(Written task): Locate each line in the records below that contains the string "white" and copy those lines out. Count a line only when the letter case matches.

(Excerpts from a dataset on pointing at objects):
• • •

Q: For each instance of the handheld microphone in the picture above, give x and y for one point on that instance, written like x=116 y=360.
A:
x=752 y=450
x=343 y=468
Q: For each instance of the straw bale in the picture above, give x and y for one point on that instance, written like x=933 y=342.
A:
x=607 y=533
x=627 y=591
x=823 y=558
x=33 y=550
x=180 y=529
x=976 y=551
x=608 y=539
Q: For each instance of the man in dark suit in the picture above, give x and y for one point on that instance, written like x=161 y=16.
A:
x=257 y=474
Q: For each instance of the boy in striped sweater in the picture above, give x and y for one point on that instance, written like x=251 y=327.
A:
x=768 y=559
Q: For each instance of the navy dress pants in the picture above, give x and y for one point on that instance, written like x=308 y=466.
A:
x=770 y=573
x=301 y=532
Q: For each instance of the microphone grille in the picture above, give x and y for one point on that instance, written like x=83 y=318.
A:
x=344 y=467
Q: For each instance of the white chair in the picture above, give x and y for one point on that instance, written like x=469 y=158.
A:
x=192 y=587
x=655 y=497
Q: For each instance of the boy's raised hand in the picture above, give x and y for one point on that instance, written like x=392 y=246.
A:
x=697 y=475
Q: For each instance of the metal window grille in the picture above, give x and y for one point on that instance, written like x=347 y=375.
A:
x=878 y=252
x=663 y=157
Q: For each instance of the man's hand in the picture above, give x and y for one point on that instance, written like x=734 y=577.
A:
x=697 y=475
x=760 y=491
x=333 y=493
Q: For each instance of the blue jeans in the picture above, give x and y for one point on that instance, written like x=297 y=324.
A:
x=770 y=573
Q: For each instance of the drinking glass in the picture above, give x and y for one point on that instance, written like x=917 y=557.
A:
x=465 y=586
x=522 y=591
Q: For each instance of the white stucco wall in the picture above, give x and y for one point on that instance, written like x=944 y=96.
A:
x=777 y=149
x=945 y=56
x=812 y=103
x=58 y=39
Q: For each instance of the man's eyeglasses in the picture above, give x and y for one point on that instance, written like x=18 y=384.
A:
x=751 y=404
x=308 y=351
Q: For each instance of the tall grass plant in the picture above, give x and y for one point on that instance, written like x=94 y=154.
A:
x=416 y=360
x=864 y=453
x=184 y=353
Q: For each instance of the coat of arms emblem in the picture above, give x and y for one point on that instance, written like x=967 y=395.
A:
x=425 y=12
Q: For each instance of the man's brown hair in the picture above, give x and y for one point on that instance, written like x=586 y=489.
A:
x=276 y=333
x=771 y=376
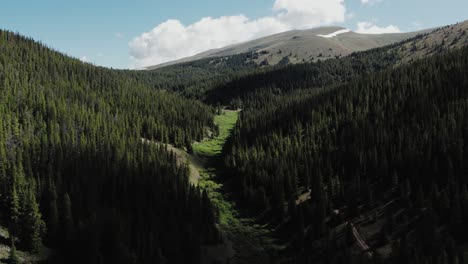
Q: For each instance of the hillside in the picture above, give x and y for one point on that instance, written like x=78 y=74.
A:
x=300 y=46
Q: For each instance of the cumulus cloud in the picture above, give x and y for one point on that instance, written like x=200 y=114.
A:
x=370 y=2
x=370 y=28
x=172 y=40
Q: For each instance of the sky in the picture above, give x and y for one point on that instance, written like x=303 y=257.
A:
x=138 y=33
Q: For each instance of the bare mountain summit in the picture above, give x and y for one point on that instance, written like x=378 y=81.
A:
x=302 y=46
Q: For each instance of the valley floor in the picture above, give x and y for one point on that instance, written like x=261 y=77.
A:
x=245 y=240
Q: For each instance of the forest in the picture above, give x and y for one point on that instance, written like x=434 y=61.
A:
x=395 y=136
x=74 y=172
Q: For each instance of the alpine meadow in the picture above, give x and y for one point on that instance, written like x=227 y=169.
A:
x=289 y=138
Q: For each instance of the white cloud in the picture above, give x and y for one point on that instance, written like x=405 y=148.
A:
x=172 y=40
x=370 y=2
x=370 y=28
x=334 y=34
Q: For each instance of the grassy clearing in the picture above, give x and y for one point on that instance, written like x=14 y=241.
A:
x=213 y=147
x=210 y=151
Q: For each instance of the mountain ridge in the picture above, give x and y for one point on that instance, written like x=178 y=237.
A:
x=297 y=46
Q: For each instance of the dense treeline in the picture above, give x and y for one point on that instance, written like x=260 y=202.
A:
x=280 y=80
x=397 y=135
x=75 y=173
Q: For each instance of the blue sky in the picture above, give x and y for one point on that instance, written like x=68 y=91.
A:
x=111 y=33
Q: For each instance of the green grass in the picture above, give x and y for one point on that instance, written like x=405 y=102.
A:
x=214 y=146
x=210 y=150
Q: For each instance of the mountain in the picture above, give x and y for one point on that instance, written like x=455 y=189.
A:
x=301 y=46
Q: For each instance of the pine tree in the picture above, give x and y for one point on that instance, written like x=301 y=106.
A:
x=68 y=226
x=31 y=222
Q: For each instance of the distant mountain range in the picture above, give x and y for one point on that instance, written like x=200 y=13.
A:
x=299 y=46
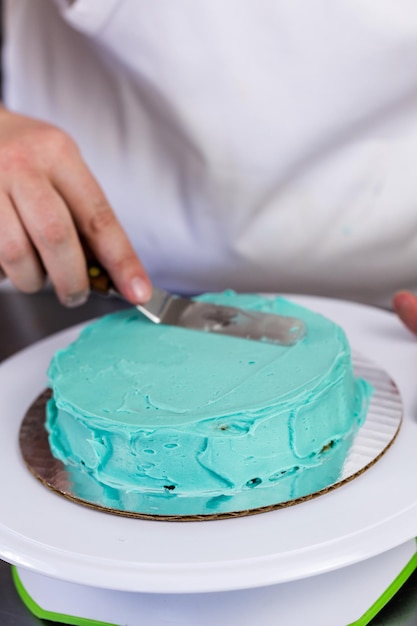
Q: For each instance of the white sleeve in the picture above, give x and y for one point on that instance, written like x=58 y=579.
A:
x=87 y=15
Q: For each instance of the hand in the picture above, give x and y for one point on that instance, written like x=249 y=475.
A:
x=49 y=203
x=405 y=305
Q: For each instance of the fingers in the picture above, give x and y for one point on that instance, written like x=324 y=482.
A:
x=18 y=259
x=46 y=217
x=405 y=305
x=99 y=226
x=49 y=204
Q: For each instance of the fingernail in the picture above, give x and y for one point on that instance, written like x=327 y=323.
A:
x=140 y=289
x=76 y=299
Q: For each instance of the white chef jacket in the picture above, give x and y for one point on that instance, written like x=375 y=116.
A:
x=263 y=145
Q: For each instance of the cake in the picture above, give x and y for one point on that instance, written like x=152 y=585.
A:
x=162 y=420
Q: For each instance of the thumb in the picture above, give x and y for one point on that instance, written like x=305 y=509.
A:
x=405 y=305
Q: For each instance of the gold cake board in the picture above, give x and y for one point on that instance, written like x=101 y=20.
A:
x=376 y=435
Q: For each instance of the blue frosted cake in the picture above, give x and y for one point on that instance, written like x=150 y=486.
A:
x=181 y=422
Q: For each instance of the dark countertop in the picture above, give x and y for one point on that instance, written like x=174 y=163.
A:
x=27 y=319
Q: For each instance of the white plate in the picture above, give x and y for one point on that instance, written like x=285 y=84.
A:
x=44 y=532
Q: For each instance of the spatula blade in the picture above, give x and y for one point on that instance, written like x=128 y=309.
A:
x=164 y=308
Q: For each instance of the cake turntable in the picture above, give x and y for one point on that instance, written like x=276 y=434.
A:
x=347 y=544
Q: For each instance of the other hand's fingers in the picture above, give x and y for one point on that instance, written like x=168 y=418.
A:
x=18 y=259
x=46 y=217
x=97 y=223
x=405 y=305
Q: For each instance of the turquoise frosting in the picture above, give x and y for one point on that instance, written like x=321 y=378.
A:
x=173 y=421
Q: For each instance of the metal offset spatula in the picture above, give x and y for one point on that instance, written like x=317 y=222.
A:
x=165 y=308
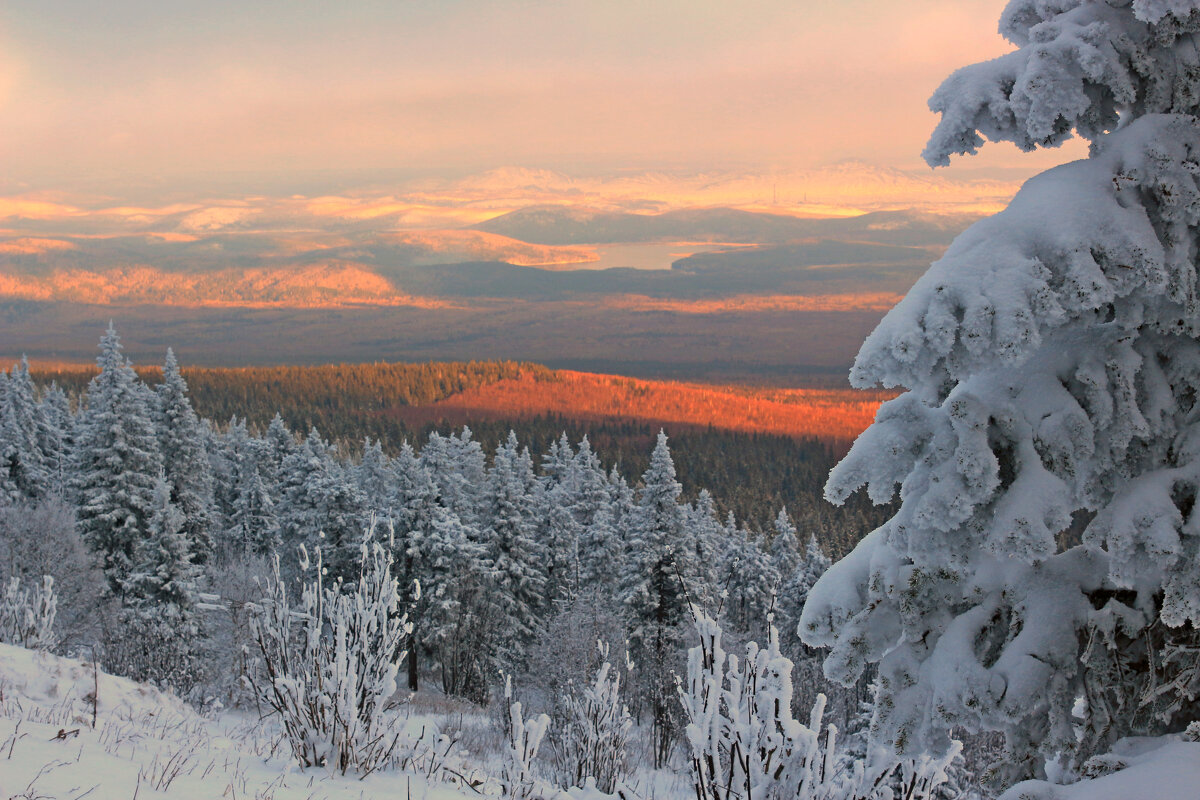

• • •

(Finished answer):
Q: For each instance of the white chair in the picture above, give x and y for one point on that instance, written like x=469 y=158.
Q: For each instance of the white stucco wall in the picture above, give x and y for one point on that instance, written like x=944 y=96.
Q: For each instance of the white cloud in the picture above, give x and y for one point on that instance, written like x=405 y=148.
Q: For each instance of the white sleeve in the picture above, give x and y for one point on that instance, written like x=58 y=579.
Q: For each instance of the white chef jacket in the picture above, give x and y for one point on that instance, written like x=375 y=116.
Q: For each instance of the white plate in the picture above, give x and y for one point on that instance, written like x=285 y=84.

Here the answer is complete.